- The exercise
Reproduce the passage of the article on declining American support for Israel from "Internalizing myths about" to "committed by Israelis.", word for word.

Who’s to blame for declining American support for Israel?
The growing distaste for the Jewish state isn’t the fault of Netanyahu or Israeli behavior. It’s driven by forces seeking the destruction of the West and beyond the control of Jerusalem.

US and Israel flag
The shift in U.S. public opinion is real and can’t be denied. Though polls still show a plurality of Americans are still on the side of the Jewish state and that the alliance with Washington has never been stronger, the decline in overall support has been precipitous. Since the Hamas-led Palestinian Arab terror attack on Israeli communities on Oct. 7, 2023, growing numbers of Americans, especially among the young, have decided that the Israelis are the perpetual bad guys in the ongoing conflict with the Palestinians. The joint U.S.-Israeli efforts to stop Iran from getting a nuclear weapon may have only accelerated this trend and the accompanying surge in antisemitism that has made itself felt in public discourse, as well as on college campuses and in the streets of American cities.
Predictably, this has led to a continual stream of articles from a variety of sources in the secular press and the Jewish world purporting to explain why this has happened. Some come from outlets that are intrinsically hostile to Israel and celebrate the collapse of what was once considered a bipartisan pro-Israel consensus. Others speak of this change with regret and claim to be motivated by a desire to make Israel popular again.
Internalizing myths about the Jews
But almost all of them are wrong. The mistake is not in recognizing that a problem exists. Rather, it is in imagining that there is much that the State of Israel or its U.S. supporters can do about it.
As with most discussions of antisemitism, which is what the increase in anti-Zionism truly is, the error is in assuming that the critiques of Israel are rooted in what it does or doesn’t do. Israel’s leaders and government are as flawed as those of any other country. But the shift in public opinion is a product of changes in American society, not the mistakes or even the alleged crimes committed by Israelis.
Accepting this terrible truth is as difficult for Israelis and their Jewish supporters as solving the intractable policy dilemmas that Jerusalem faces. Yet accept it they must if they are to avoid compounding the problem by making further blunders that will only make the situation worse.

- Dataset extract
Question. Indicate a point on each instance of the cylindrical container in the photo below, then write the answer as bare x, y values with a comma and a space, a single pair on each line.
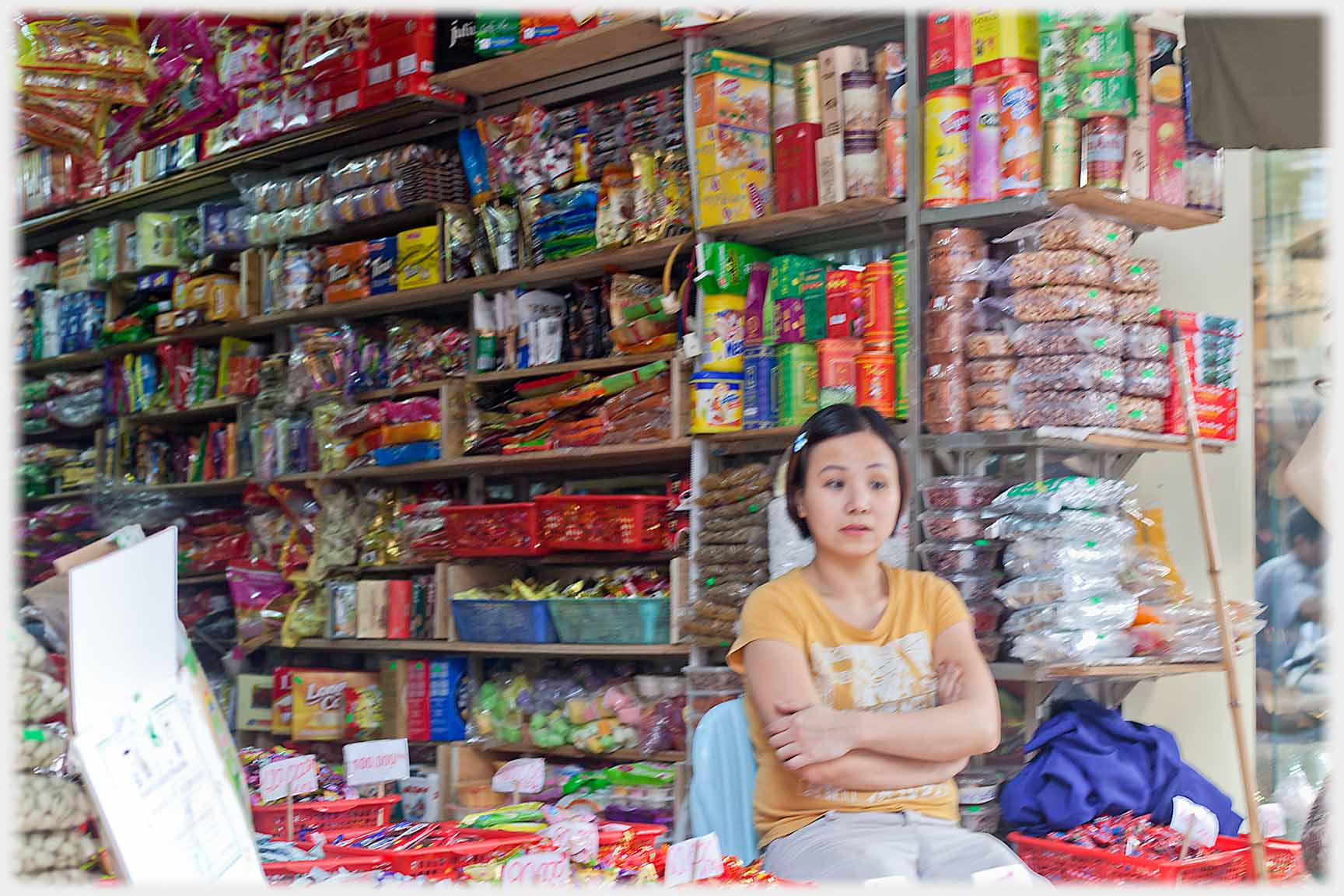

- Completed exercise
Internalizing myths about the Jews
But almost all of them are wrong. The mistake is not in recognizing that a problem exists. Rather, it is in imagining that there is much that the State of Israel or its U.S. supporters can do about it.
As with most discussions of antisemitism, which is what the increase in anti-Zionism truly is, the error is in assuming that the critiques of Israel are rooted in what it does or doesn’t do. Israel’s leaders and government are as flawed as those of any other country. But the shift in public opinion is a product of changes in American society, not the mistakes or even the alleged crimes committed by Israelis.